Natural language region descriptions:
• • • •

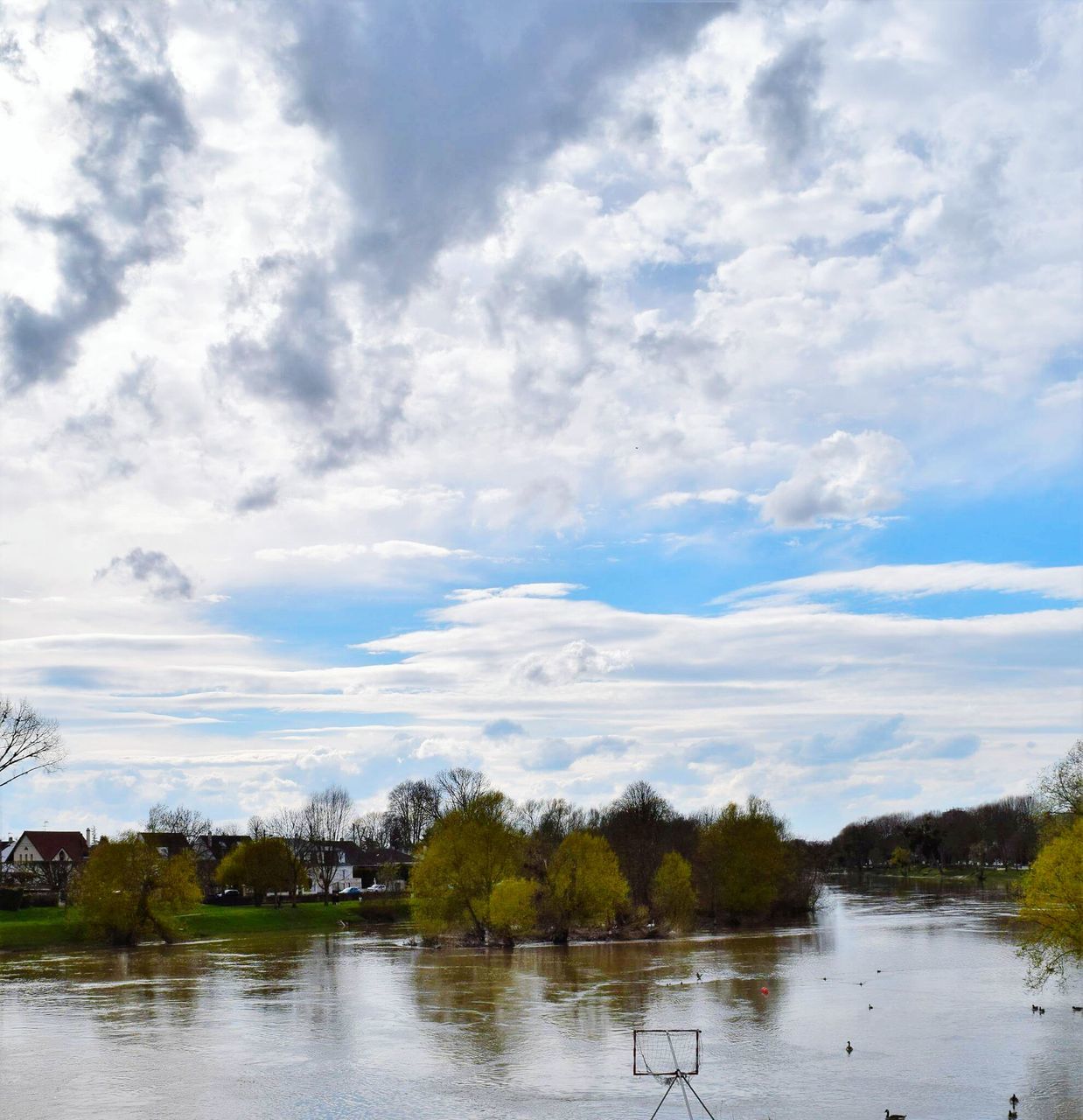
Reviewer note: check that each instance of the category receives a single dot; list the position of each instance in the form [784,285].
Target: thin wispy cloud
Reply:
[680,391]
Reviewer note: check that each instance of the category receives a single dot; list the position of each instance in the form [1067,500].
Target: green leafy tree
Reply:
[511,910]
[262,866]
[672,894]
[1052,905]
[468,851]
[128,891]
[744,860]
[583,884]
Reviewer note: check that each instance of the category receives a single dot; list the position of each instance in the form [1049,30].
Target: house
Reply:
[46,858]
[210,850]
[331,860]
[388,866]
[168,844]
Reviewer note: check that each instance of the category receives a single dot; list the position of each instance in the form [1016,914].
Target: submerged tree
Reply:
[1053,905]
[468,851]
[512,911]
[583,885]
[744,860]
[128,891]
[672,894]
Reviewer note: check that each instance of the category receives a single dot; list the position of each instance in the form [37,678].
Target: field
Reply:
[55,928]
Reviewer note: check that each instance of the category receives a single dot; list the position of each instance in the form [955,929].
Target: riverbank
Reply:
[992,876]
[63,928]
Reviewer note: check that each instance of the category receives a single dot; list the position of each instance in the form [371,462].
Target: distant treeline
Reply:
[1003,833]
[548,866]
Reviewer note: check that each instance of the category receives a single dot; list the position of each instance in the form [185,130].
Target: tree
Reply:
[371,830]
[290,826]
[1053,904]
[458,788]
[127,891]
[28,743]
[512,910]
[326,819]
[744,860]
[1059,788]
[187,822]
[638,826]
[412,807]
[583,885]
[468,851]
[672,894]
[263,866]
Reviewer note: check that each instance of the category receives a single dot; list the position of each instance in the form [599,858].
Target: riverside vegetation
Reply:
[488,871]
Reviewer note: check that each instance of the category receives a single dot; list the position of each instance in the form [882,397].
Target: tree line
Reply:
[1003,832]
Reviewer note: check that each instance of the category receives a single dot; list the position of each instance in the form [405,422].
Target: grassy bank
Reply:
[994,876]
[59,928]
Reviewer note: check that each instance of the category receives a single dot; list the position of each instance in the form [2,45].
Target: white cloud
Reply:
[674,499]
[922,579]
[843,477]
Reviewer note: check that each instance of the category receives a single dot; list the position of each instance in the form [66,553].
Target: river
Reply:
[366,1026]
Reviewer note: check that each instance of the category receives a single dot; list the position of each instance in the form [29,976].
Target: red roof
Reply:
[48,844]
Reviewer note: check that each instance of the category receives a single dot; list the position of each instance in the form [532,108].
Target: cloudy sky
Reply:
[580,392]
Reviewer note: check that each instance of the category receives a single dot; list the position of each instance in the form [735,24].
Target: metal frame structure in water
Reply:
[674,1074]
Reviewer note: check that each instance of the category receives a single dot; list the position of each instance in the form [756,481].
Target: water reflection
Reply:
[356,1026]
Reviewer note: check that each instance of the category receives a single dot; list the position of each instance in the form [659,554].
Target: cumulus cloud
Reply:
[131,116]
[164,579]
[782,101]
[843,477]
[916,580]
[502,729]
[672,500]
[576,661]
[262,494]
[538,75]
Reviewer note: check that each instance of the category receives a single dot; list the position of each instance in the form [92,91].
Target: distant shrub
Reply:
[10,897]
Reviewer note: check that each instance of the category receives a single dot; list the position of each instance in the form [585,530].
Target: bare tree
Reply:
[371,830]
[187,822]
[291,826]
[28,743]
[327,818]
[412,808]
[459,788]
[1059,788]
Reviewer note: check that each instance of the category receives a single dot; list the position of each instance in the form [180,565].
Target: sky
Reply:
[578,392]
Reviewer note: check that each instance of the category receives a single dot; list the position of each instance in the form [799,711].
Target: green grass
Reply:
[54,928]
[40,928]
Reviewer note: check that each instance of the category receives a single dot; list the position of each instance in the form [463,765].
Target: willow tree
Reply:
[470,850]
[1053,906]
[128,891]
[744,860]
[583,885]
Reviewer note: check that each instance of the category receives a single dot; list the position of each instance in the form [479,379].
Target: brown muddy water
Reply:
[364,1026]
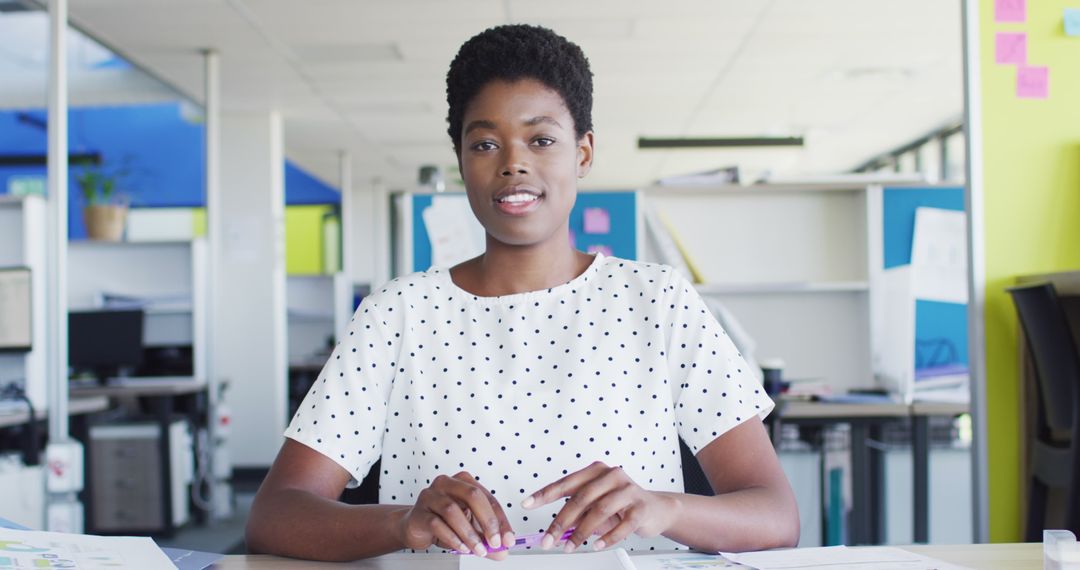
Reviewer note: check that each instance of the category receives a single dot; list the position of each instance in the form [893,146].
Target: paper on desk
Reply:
[839,558]
[687,560]
[940,255]
[32,548]
[613,559]
[453,229]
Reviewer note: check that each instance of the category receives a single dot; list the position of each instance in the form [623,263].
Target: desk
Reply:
[866,421]
[1023,556]
[76,406]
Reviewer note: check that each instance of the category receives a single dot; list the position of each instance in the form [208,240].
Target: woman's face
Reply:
[521,160]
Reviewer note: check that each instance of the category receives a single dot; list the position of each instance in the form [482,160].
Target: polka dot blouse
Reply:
[521,390]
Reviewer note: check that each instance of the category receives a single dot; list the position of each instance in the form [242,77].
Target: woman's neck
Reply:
[508,270]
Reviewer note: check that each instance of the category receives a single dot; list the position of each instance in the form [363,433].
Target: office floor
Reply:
[220,537]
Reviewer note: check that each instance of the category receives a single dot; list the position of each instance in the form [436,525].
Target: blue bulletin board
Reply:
[941,328]
[617,213]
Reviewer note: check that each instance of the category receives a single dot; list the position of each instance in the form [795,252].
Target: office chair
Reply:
[1052,447]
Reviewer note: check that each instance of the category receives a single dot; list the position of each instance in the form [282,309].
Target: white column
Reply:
[250,351]
[57,167]
[64,511]
[976,266]
[349,205]
[217,462]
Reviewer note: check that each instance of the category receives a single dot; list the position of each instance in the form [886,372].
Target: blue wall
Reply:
[162,149]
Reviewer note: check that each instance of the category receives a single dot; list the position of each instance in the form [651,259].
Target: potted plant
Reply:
[105,207]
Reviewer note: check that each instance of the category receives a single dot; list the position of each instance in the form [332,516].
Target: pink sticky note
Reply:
[597,220]
[1011,48]
[1010,11]
[601,249]
[1033,82]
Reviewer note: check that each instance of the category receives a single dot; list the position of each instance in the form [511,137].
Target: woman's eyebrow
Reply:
[478,124]
[542,119]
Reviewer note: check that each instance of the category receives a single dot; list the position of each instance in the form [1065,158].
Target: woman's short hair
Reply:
[515,52]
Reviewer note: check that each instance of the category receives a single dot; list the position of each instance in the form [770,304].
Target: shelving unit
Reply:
[318,309]
[791,262]
[23,222]
[798,266]
[166,277]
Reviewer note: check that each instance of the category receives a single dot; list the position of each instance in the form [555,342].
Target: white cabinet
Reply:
[797,265]
[23,224]
[166,279]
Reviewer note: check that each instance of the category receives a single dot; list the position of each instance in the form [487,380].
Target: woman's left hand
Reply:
[603,501]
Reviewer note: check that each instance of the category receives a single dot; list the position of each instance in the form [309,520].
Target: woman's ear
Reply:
[584,154]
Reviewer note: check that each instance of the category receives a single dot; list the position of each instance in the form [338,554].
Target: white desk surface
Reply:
[800,409]
[76,406]
[1022,556]
[147,387]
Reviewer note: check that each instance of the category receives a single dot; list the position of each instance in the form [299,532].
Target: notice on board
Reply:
[1006,11]
[1033,82]
[1011,48]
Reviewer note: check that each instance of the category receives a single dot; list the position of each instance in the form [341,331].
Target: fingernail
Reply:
[548,541]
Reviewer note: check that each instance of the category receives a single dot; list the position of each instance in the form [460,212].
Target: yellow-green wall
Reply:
[1031,201]
[304,239]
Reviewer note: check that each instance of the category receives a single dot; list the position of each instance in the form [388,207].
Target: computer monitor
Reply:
[106,342]
[15,303]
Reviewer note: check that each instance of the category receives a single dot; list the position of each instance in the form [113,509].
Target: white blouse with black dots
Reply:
[612,366]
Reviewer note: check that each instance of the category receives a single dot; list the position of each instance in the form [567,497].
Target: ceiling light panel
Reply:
[337,53]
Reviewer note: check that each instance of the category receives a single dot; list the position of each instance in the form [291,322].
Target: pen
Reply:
[522,542]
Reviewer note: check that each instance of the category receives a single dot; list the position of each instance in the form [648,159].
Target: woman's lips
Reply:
[517,202]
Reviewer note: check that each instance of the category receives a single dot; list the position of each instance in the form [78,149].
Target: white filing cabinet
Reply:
[129,480]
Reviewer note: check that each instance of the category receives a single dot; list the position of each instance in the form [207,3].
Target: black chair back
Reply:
[1054,353]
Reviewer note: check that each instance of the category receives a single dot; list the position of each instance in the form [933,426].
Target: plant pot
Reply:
[105,222]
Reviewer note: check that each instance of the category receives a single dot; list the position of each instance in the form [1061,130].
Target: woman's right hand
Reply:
[458,514]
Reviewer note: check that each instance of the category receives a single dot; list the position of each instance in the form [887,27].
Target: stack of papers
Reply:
[613,559]
[34,548]
[839,558]
[943,383]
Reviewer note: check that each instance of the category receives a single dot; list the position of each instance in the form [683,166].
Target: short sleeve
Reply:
[713,388]
[343,415]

• • • •

PROBLEM DETAILS
Output exactly what runs from the line with "Target: black chair back" to the final line above, both lines included, and nothing else.

RESPONSE AREA
Target: black chair back
Reply:
[1054,353]
Reviewer note: check that each instance of the category receives a single dot; list the position of each instance in the form [933,426].
Target: plant pot
Reply:
[105,222]
Reviewer note: check that each instance of the category receives a single dot; list the position of each instance in the form [1061,130].
Target: woman's right hand
Reply:
[458,514]
Reviewer note: check that each instance of the category receives a single dot; list the position of each instance in the form [887,27].
Target: stack of papers
Reply:
[613,559]
[34,548]
[839,558]
[943,383]
Reviewer note: check that each instance of the category receives a single dot; list the position of each instance in the form [683,166].
Target: short sleeve
Reply:
[713,388]
[343,415]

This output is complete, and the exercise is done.